Texte source:
= = =

Cette interrogation est celle de notre sociologue, Dr. Moussa Coulibaly, qui pointe du doigt l’évolution du climat social et économique au Mali, dominé par une crise économique, suite aux conséquences du Covid-19 et les crises du nord qui se répandent au centre. Selon lui, le stress gagne de plus en plus les ménages et les entreprises.
Visiblement, le suicide est un phénomène qui a occupé les devants de l’actualité sur les réseaux sociaux ces derniers temps à Bamako, par une soudaine montée inhabituelle des chiffres (4 suicides en une semaine et un en ce début de semaine, au même endroit). Certains observateurs ont pensé à des suicides relevant de l’influence maléfique des esprits, car ce bras du fleuve Niger que couvre le 3eme pont a la renommée d’être le sanctuaire de sacrifices et autres pratiques malsaines.

= = =

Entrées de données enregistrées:

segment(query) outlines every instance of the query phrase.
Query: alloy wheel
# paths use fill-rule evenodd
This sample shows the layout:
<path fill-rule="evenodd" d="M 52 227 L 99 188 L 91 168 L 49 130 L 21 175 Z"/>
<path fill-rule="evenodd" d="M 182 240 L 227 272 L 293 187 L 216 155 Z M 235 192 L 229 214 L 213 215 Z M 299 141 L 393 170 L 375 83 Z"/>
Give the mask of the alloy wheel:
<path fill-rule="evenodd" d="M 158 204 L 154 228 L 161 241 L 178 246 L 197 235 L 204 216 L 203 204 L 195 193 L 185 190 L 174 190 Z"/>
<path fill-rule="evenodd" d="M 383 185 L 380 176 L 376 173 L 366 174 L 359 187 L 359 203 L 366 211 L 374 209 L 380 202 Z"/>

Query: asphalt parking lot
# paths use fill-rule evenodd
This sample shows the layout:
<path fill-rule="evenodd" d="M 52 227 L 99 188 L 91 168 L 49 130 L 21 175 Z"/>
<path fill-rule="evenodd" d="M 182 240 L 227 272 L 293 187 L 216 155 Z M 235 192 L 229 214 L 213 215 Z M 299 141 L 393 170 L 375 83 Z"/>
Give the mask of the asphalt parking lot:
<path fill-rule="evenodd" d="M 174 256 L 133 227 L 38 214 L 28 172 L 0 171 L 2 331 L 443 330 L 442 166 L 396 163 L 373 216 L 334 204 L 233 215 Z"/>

= = =

Parties de l'exercice:
1/ Recopiez mot pour mot le passage du texte sur les suicides à Bamako qui va de « Visiblement, le suicide » jusqu'à « autres pratiques malsaines. ».
2/ D'après le sociologue cité dans le texte sur les suicides à Bamako, qui le stress gagne-t-il de plus en plus ?

Réponses attendues:
1/
Visiblement, le suicide est un phénomène qui a occupé les devants de l’actualité sur les réseaux sociaux ces derniers temps à Bamako, par une soudaine montée inhabituelle des chiffres (4 suicides en une semaine et un en ce début de semaine, au même endroit). Certains observateurs ont pensé à des suicides relevant de l’influence maléfique des esprits, car ce bras du fleuve Niger que couvre le 3eme pont a la renommée d’être le sanctuaire de sacrifices et autres pratiques malsaines.

2/ Le stress gagne de plus en plus les ménages et les entreprises.